TASK REQUIREMENTS
Write out every line from the listing below where the string "white" is found.

++++ EXCERPTED DATA

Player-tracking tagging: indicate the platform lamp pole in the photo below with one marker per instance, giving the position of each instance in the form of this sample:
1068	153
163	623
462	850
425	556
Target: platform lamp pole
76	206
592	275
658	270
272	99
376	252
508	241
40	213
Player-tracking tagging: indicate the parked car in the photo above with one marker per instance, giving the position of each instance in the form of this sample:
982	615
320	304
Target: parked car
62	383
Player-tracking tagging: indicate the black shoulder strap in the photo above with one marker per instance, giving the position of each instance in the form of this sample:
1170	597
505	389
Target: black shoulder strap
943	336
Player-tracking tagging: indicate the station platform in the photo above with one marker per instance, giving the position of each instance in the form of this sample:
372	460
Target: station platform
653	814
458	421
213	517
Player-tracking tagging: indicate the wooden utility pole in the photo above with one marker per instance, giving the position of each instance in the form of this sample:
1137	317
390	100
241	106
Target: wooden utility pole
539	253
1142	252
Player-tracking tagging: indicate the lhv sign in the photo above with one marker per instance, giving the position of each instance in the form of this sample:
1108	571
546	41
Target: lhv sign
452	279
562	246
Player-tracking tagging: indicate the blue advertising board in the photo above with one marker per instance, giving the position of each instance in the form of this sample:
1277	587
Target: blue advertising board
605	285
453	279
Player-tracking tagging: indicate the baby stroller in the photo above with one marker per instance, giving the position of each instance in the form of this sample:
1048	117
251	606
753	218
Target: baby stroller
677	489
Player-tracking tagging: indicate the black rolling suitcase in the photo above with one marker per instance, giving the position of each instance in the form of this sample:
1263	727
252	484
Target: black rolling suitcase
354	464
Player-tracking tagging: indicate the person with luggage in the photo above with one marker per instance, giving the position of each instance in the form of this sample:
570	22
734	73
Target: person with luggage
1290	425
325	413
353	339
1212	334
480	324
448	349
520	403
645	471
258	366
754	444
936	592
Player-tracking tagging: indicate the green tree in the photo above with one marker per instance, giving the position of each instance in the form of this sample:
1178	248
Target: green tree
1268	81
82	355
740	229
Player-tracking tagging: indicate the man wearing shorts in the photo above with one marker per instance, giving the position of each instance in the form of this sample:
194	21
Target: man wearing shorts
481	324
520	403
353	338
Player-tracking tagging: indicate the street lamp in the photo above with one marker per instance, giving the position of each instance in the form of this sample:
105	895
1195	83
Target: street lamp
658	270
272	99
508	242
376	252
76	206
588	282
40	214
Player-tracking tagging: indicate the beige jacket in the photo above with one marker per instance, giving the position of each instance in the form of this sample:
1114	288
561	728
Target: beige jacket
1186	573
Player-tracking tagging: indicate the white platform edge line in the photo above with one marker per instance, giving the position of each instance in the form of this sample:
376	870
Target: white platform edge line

++++++++

ANSWER TO THIS TASK
Player-tracking tagging: indicate the white platform edge line in the photo above with one marker per instance, giving the position of each instance in the form of this sample:
Target: white platform edge line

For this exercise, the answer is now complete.